TASK REQUIREMENTS | Whatever the records say, set them down exactly.

Referring expression pointing data |
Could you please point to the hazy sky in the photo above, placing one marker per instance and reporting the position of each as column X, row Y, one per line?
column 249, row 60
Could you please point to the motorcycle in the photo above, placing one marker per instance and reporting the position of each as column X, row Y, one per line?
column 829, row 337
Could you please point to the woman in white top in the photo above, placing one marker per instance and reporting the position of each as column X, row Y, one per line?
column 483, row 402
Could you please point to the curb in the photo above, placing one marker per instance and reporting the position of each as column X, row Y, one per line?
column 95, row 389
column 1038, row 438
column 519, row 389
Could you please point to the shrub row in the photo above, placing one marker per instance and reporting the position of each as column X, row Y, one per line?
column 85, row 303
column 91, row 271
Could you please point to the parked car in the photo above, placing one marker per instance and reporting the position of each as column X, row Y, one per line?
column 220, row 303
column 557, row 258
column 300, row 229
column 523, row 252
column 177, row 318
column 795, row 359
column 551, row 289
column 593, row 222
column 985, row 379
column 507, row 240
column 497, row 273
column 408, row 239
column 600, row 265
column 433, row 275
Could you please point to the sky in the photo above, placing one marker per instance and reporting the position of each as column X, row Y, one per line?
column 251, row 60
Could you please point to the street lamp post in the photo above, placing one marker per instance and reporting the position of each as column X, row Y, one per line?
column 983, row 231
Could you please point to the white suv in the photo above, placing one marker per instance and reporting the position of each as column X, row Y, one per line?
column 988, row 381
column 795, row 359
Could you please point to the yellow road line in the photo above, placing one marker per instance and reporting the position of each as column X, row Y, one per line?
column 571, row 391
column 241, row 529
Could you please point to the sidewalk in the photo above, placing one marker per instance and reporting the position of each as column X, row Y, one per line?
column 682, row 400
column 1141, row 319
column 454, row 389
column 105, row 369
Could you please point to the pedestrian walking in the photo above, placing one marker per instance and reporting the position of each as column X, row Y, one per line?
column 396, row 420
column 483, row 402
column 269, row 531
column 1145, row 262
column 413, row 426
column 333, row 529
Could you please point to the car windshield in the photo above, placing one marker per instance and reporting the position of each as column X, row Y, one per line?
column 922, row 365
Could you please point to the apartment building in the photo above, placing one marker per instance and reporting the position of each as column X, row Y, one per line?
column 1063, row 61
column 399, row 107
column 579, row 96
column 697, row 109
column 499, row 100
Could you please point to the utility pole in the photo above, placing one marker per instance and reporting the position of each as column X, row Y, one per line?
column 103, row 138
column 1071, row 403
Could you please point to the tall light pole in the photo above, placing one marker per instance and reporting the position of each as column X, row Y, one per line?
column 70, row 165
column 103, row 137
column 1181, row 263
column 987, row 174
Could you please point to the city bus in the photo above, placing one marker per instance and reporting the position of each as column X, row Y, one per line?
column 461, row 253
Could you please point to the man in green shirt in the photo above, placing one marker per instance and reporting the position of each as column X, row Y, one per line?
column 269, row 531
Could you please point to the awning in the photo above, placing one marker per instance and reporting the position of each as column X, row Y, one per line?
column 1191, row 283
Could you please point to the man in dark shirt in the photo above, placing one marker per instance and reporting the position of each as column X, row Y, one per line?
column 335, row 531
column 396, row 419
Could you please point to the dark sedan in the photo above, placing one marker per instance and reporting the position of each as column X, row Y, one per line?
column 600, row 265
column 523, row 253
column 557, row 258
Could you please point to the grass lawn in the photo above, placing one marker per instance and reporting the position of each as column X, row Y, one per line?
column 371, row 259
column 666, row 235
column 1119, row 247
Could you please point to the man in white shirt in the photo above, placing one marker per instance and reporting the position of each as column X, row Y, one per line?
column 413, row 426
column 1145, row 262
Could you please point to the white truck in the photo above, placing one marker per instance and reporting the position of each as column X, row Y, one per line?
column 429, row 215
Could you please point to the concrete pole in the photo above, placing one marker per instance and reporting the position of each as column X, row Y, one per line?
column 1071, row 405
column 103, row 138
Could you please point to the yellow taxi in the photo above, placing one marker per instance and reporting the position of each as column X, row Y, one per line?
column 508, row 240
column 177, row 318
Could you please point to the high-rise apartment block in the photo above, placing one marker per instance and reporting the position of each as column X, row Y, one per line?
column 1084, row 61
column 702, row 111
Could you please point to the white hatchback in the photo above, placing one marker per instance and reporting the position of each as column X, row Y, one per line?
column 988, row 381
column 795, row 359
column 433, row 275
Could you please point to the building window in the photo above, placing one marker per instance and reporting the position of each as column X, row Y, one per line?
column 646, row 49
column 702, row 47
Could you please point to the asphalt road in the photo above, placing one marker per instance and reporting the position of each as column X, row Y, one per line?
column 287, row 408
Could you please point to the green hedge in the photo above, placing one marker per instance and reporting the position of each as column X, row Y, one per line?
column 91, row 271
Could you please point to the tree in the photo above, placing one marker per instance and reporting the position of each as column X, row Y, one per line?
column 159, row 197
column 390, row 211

SOLVED PROBLEM |
Could you please point to the hazy sky in the photo above, placing one marker per instance and reporting the position of each as column X, row Y, one per line?
column 249, row 60
Could you please point to the motorcycle in the photo above, placing one marker per instance and reporting the position of each as column X, row Y, one per line?
column 829, row 337
Could you please point to the woman in white top in the photo above, placing one marker per instance and reporting the position of each as column X, row Y, one per line?
column 483, row 402
Could you please point to the curb in the photo above, placing one marker per instance and reporting the position of each as column X, row Y, one per line?
column 95, row 389
column 1038, row 438
column 519, row 389
Could you please point to the shrub row in the photo above, placing one marker per instance and reporting the position of each as column X, row Y, one per line?
column 85, row 303
column 91, row 271
Could you please point to the parked car in the photo above, placing one marker per instance and reporting the position of each as column X, row Y, one per line?
column 220, row 303
column 557, row 258
column 300, row 229
column 523, row 252
column 177, row 318
column 795, row 359
column 551, row 289
column 593, row 222
column 985, row 379
column 507, row 240
column 497, row 273
column 408, row 239
column 600, row 265
column 433, row 275
Could you please point to the sky in the photo above, placing one marker per instance and reporting the position of each as column X, row Y, one per line?
column 251, row 60
Could you please point to the street lamp post in the photo above, placing one marker per instance and reporting the position of each as column X, row Y, one per line?
column 983, row 231
Could you please point to the white suv in the photo above, placing one marker per instance and reporting the position of each as column X, row Y, one per line?
column 988, row 381
column 795, row 359
Could you please point to the yellow road line in the photo above, placing one marker per instance and reporting the position of each as column X, row Y, one per line?
column 571, row 391
column 241, row 529
Could you please point to the sidewalk in the photo above, placing one marker per instance and reporting the position of each as column X, row Y, one per line?
column 682, row 400
column 1141, row 319
column 454, row 389
column 105, row 369
Could you please point to the pedestrian walking in the photo above, placing one marker per instance and reporting the position of each as column X, row Y, one per line?
column 396, row 420
column 483, row 402
column 269, row 531
column 1145, row 262
column 413, row 426
column 333, row 529
Could you please point to the car windshield in the photo above, placing one marker per instance and reporting the position of each as column X, row Y, one per line?
column 922, row 365
Could you please point to the apartment building in the photo above, placing one marker per instance and reporting the position of each as column X, row Y, one per line?
column 1063, row 61
column 399, row 107
column 579, row 96
column 697, row 109
column 499, row 100
Could you please point to the utility pole in the photo above, placing one marker per instance and reporting the position of each as column X, row Y, one per line?
column 103, row 138
column 1071, row 403
Could you please point to the tall light pole in the photo above, placing one marker per instance and reporting the position of each as column X, row Y, one per line?
column 70, row 165
column 103, row 137
column 1181, row 263
column 987, row 174
Could you please point to the city bus in the photo above, placing one marker per instance and reporting the position of each as column X, row Y, one per line?
column 461, row 253
Could you please point to the man in green shirt in the photo above, placing one marker per instance and reporting the position of each as column X, row Y, one per line?
column 269, row 531
Could you please point to the awning in the photo above, placing one marker per instance and reporting the position of each as column X, row Y, one per line?
column 1191, row 283
Could you please point to the man in dark shirt in the photo above, placing one marker per instance and reporting the position of each as column X, row Y, one per line?
column 335, row 531
column 396, row 419
Could you please point to the dark sedan in the photo above, placing one marker per instance and reporting the position of each as column X, row Y, one per line?
column 600, row 265
column 523, row 253
column 557, row 258
Could you please point to the grass lawn in the photo above, placing one marker per instance and reporting the position of each as column X, row Y, one per line?
column 371, row 259
column 666, row 235
column 1119, row 247
Could you please point to the man in white shirt in the photo above, placing one marker per instance and reporting the position of each as column X, row Y, one per line?
column 413, row 426
column 1145, row 262
Could you please point to the white truck in the photo above, placing one marker per instance and reporting the position of each as column X, row Y, one per line?
column 429, row 215
Could you please point to the concrete pole in the photo above, placing one marker per instance and reporting the position of each as column X, row Y, one per line?
column 1071, row 405
column 103, row 138
Could you please point to the yellow taxi in the photo above, placing one marker per instance and reporting the position of each as column X, row Y, one per line?
column 508, row 240
column 177, row 318
Could you please point to the high-rise apartment block in the photo above, placing one marker per instance and reporting the position of each as column X, row Y, one per line?
column 1084, row 61
column 702, row 111
Could you please point to the white hatchback in the photo above, placing one marker per instance and reporting the position of each as column X, row Y, one per line?
column 988, row 381
column 795, row 359
column 433, row 275
Could you please point to the building window in the photo above, placing one marker per instance and reporting the position of each as column X, row Y, one per line?
column 646, row 49
column 702, row 47
Could you please point to the asphalt road in the photo above, placing one marker per instance and reporting the position of each as column X, row Y, one per line?
column 287, row 408
Could you please point to the green hedge in the photo above, placing one marker per instance and reporting the position of each as column X, row Y, one per line?
column 91, row 271
Could you please point to the tree in the photo above, placing one marker per instance and reporting the position of each as column X, row Y, one per line?
column 159, row 197
column 390, row 211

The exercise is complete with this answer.